Photo-based referring expression data ->
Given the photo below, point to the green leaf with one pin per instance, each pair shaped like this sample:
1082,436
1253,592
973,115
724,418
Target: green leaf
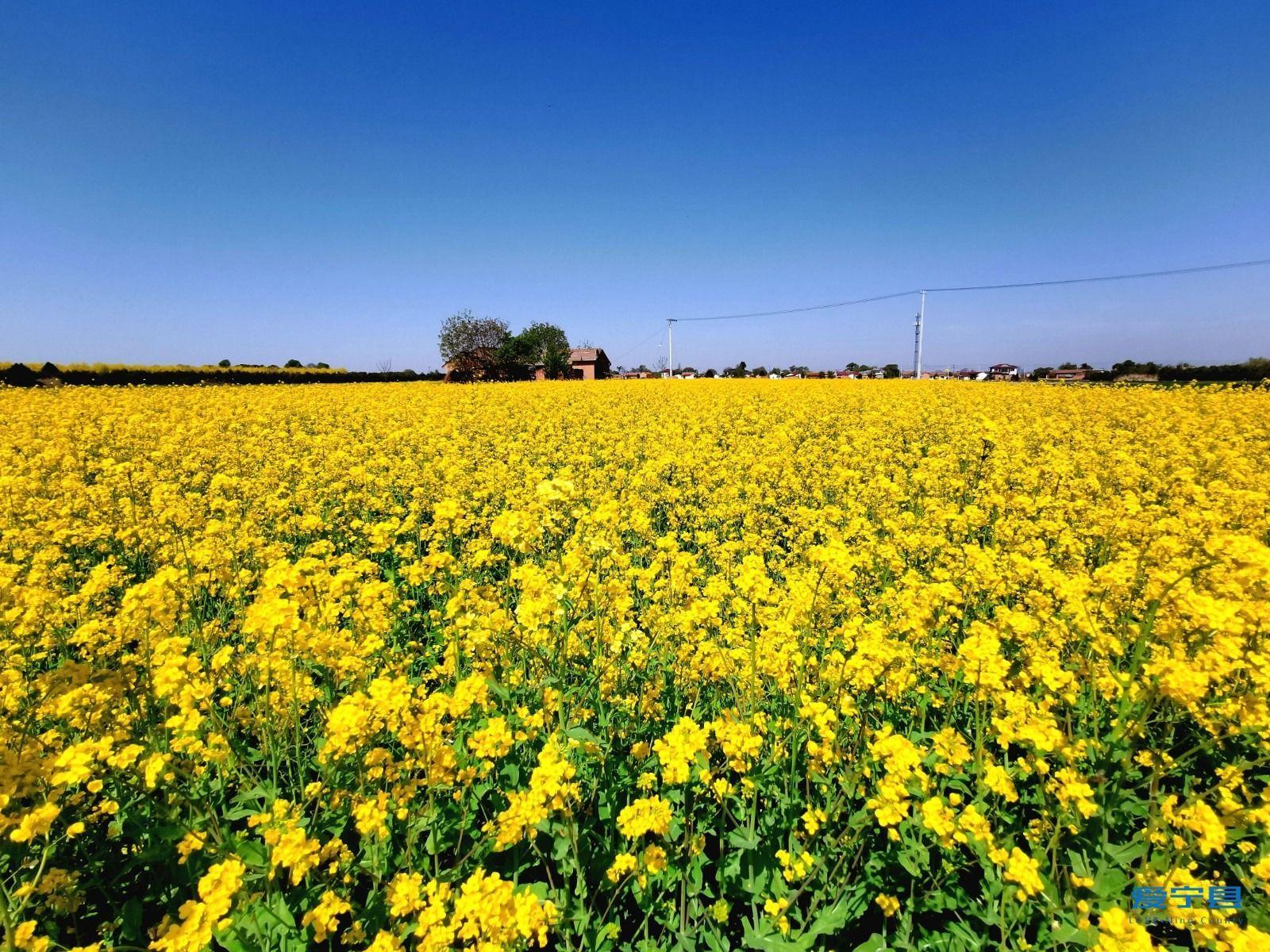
874,943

Requirement -> The entries above, every one of them, should be retyped exactly, with no pictures carried over.

Solution to this exercise ->
Given the photo below, point to the green leaf with one pin per instance, each pair shaped like this sample:
1082,436
1253,592
973,115
724,418
Target: green leaf
874,943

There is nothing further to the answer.